• **Passage provided**:
Sermon, Yom Kippur 5779: Tafalnu Sheker
Written by Rabbi Josh Levy — 19 September 2018
In the mid-1970s, researchers at two US universities carried out an experiment. College students were asked to rate a range of statements as true or false. The statements were taken from a variety of subject areas – politics, sports, the arts. They were obscure enough that the students would be unlikely to know the answer, and for each statement their truth was plausible.
The exercise was carried out with the same students three times, at two-week intervals. And, without the subjects knowing, the experimenters included some of the statements across the testing sessions, while others were fresh each time.
They found a clear, and slightly terrifying result: if subjects had heard a statement in previous sessions they were more likely to rate it as true. The reason seems to be something called processing fluency. If something is familiar, even if you don’t know that you have heard it before, it’s quicker for your brain to process, and the brain makes a mistake; it confuses that speed of processing for truth.
Further studies have found something even more shocking. This can be the case even where you know that a statement is false. And, even worse, repetition of an idea in order to refute it has a similar effect. Even then, exposure to an idea is enough to increase its believability later on, or at least to add an element of doubt.
This phenomenon is known as ‘Repetition Induced Truth’, or the ‘Illusory Truth Effect’. And it means that, whether it is, I don’t know, written on the side of a bus, or put out on twitter, or said in a television interview, or even just whispered to a friend, once we’ve heard something, and certainly once it has been repeated a number of times – even in denial – our brains are set up in such a way that we are more likely to rate that statement as at least credible. “Well, it’s not impossible, right?”

• **Direction**: Pick up the Yom Kippur sermon on the illusory truth effect where it stops, and write the next few paragraphs in the same voice.

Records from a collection
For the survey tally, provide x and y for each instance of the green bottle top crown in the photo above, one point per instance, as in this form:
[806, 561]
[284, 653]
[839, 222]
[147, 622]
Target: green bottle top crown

• **Result for this exercise**:
There are a number of similar phenomena in how our brains work. Processing fluency also means, for example, that we are more likely to rate as true something said by someone whose name we can pronounce! As human beings we contain multiple biases, weaknesses, of this sort – phenomena of which, most often, we are completely unaware, but which determine how our brains work. And, of course, these biases make us open to manipulation, and give us the capacity to manipulate others. They can be used – used to sell us things, used to influence what we think, what we believe, how we vote.
Just in the last few days, we’ve seen some powerful examples of strategic manipulation of Repetition Induced Truth. We may feel that the narrative in the Russian media surrounding the Novichok poisoning in Salisbury is preposterous. But it is designed to introduce just that element of doubt. Or another example: It is hard to pick out the most horrific tweet from the current American president, but this week’s claim that the official death toll from Hurricane Maria had been invented by the Democrats to make him look bad ranks as one of the most repulsive. But he knows what he’s doing. The idea is out there now, this statement is in the world, sowing that seed of doubt. Who can be sure? And every time it is discussed, every time it is ridiculed on a late night talk show, it adds to its own credibility.
Of course, I’m picking on the most obvious, most blatant examples, but this is not a strategy limited to Putin and Trump. Politicians, advertisers, climate-change deniers, representatives of unhealthy products – all know that this works. And at the same time, the media has, in the words of CNN’s Christiane Amanpour, “got itself in knots trying to differentiate between balance, objectivity, neutrality and truth”. Giving space to those very claims so that we are left thinking, “Well, it’s not impossible, right?”
Such manipulation has always been part of our politics. There is a direct line from the Zinoviev letter through the fascism and communism of the twentieth century to modern political tactics. Hannah Arendt famously observed of the mid-twentieth century that “The ideal subject of totalitarian rule is not the convinced Nazi or Communist, but people for whom the distinction between fact and fiction… and the distinction between true and false… no longer exist”. As the writer Michiko Kakutani observes in his compelling book published this year, “The Death of Truth”, far from being a ‘dispatch from another century’, this sounds like a ‘chilling mirror of the political and cultural landscape we inhabit today’.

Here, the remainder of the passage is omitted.